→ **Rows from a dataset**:
★ ★ ★ ★

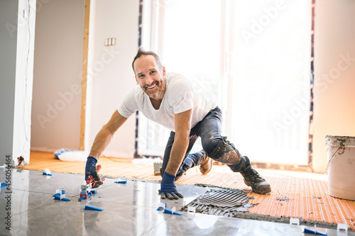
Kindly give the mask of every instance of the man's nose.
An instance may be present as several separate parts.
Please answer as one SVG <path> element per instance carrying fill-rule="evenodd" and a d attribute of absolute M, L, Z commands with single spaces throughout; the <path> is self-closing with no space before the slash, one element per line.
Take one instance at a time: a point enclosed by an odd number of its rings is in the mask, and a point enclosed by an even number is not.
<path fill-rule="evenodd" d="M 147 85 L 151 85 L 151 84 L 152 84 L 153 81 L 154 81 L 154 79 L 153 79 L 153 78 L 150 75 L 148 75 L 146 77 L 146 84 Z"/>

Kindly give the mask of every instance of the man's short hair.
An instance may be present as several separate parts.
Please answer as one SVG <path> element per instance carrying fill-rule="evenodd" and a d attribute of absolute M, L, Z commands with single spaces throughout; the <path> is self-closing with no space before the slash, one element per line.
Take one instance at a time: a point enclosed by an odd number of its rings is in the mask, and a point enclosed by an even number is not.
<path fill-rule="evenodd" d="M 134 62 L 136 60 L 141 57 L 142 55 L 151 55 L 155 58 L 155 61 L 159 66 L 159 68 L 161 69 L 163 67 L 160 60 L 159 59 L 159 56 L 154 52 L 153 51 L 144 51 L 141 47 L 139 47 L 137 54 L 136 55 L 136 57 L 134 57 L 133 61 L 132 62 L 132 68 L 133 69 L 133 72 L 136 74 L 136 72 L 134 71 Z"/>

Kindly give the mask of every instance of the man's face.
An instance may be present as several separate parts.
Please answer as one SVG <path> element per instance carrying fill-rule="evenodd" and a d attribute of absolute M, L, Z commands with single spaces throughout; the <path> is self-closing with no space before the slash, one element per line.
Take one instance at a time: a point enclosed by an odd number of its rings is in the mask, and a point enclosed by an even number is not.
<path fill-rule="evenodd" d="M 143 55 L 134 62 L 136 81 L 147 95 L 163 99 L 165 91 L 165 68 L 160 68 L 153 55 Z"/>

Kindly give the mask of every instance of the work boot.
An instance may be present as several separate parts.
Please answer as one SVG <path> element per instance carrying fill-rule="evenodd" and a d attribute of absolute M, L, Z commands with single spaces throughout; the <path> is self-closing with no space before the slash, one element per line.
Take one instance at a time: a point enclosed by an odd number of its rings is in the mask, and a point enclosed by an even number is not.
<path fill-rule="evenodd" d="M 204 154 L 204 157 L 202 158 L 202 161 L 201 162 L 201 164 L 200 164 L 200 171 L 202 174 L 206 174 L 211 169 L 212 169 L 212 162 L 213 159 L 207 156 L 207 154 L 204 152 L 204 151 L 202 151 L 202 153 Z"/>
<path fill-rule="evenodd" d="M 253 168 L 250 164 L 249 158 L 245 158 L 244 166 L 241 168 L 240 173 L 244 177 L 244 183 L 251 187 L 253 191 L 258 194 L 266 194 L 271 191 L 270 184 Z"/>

★ ★ ★ ★

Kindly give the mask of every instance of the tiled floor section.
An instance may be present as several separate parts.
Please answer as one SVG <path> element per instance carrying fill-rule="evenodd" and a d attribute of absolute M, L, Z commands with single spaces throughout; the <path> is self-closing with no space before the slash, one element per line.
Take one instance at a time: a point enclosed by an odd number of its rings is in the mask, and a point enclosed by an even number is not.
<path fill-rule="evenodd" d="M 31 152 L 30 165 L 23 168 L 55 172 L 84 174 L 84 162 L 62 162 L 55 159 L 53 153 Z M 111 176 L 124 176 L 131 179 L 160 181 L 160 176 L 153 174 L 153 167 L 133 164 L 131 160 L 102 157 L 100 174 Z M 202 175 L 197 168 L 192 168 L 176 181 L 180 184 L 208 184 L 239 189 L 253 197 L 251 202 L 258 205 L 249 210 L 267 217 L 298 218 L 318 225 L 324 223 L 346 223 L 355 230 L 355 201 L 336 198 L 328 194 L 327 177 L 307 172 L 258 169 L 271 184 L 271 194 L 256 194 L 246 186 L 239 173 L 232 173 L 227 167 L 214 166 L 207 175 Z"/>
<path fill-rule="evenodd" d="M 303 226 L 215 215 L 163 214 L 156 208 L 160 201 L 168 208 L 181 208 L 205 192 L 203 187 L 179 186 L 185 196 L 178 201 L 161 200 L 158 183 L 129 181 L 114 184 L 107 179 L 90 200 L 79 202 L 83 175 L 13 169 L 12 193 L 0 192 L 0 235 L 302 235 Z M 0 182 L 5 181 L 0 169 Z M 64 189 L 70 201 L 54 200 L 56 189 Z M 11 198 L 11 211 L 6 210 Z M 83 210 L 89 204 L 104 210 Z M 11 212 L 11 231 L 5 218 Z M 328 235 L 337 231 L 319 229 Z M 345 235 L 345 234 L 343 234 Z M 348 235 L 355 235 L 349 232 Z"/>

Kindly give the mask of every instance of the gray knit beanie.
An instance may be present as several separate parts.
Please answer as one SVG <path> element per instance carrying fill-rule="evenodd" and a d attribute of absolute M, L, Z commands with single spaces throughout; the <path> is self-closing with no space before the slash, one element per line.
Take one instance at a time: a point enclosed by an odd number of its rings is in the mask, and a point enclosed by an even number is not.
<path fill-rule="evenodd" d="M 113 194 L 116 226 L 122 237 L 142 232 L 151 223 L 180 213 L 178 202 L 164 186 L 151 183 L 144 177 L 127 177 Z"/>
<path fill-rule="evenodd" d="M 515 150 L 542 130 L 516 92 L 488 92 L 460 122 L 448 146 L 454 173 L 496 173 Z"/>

★ ★ ★ ★

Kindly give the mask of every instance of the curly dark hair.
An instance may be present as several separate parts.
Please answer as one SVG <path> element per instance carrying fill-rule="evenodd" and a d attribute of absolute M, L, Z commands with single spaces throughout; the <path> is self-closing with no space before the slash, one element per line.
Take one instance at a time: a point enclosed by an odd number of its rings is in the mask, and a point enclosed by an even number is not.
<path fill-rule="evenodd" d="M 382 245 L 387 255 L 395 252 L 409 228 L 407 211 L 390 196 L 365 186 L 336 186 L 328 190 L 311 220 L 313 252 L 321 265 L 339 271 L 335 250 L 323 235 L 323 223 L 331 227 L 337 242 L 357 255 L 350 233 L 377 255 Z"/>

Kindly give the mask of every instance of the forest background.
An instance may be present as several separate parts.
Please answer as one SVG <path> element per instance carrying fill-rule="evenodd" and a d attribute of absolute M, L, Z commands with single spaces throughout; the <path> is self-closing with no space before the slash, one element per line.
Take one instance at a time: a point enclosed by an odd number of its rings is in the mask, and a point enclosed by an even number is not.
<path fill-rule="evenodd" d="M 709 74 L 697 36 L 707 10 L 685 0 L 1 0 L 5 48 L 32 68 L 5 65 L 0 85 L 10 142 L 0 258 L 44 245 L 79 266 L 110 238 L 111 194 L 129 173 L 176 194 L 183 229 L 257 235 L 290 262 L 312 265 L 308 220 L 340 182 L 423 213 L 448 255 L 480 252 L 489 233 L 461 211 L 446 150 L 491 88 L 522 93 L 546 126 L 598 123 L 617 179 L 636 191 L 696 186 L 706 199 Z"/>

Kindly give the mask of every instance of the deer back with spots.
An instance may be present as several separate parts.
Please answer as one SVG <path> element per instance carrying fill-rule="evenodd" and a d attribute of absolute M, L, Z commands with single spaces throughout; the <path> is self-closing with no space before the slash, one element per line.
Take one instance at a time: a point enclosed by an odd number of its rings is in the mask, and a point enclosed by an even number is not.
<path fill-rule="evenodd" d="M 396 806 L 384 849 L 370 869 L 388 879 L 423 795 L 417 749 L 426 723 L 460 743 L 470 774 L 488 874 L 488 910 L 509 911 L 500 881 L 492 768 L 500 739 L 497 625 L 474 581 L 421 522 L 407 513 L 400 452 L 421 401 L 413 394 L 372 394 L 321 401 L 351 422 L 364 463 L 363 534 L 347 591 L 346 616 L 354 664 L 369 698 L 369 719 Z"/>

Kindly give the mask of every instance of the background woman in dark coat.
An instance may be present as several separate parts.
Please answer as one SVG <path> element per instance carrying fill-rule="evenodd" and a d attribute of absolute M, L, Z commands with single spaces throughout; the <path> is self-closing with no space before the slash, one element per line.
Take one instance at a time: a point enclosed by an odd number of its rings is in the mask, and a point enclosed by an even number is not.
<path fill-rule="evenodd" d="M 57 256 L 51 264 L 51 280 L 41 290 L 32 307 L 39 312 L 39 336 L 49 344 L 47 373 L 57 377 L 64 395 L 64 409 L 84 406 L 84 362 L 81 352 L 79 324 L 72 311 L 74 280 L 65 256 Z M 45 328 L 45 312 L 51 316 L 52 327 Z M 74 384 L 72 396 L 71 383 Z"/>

★ ★ ★ ★

→ **To do**:
Convert the lines of the listing above into a Markdown table with the columns Row and Text. Begin at the line that contains "Kindly give the mask of every instance of the man's nose.", stop after the line that contains "143 55 L 134", number each line in order, and leave out blank lines.

→ **Complete answer**:
| Row | Text |
|---|---|
| 1 | Kindly give the mask of every instance of the man's nose. |
| 2 | An instance may be present as several separate parts. |
| 3 | Please answer as one SVG <path> element per instance carrying fill-rule="evenodd" and a d attribute of absolute M, L, Z commands with single spaces throughout; the <path> is self-closing with no space before the slash, one element per line. |
| 4 | Take one instance at a time: a point enclosed by an odd number of its rings is in the mask, and a point enclosed by an even number is not. |
| 5 | <path fill-rule="evenodd" d="M 147 85 L 151 85 L 151 84 L 152 84 L 153 81 L 154 81 L 154 79 L 153 79 L 153 78 L 150 75 L 148 75 L 146 77 L 146 84 Z"/> |
| 6 | Kindly give the mask of every instance of the man's short hair. |
| 7 | An instance may be present as several separate parts. |
| 8 | Please answer as one SVG <path> element per instance carrying fill-rule="evenodd" and a d attribute of absolute M, L, Z commands with single spaces throughout; the <path> is self-closing with no space before the slash, one element per line. |
| 9 | Take one instance at a time: a point enclosed by an odd number of its rings is in the mask, and a point enclosed by an even number is not. |
| 10 | <path fill-rule="evenodd" d="M 134 62 L 136 60 L 141 57 L 142 55 L 151 55 L 155 58 L 155 61 L 159 66 L 159 68 L 161 69 L 163 67 L 160 60 L 159 59 L 159 56 L 154 52 L 153 51 L 144 51 L 141 47 L 139 47 L 137 54 L 136 55 L 136 57 L 134 57 L 133 61 L 132 62 L 132 68 L 133 69 L 133 72 L 136 74 L 136 72 L 134 71 Z"/> |
| 11 | Kindly give the mask of every instance of the man's face. |
| 12 | An instance may be present as several separate parts. |
| 13 | Please answer as one SVG <path> element per instance carrying fill-rule="evenodd" and a d attribute of absolute M, L, Z commands with single spaces throughout; the <path> is self-closing with no space before the slash, one element per line. |
| 14 | Take one instance at a time: a point enclosed by an odd number of its rings is in the mask, and a point enclosed by an even number is not. |
| 15 | <path fill-rule="evenodd" d="M 143 55 L 134 62 L 136 81 L 147 95 L 163 99 L 165 91 L 165 68 L 160 68 L 153 55 Z"/> |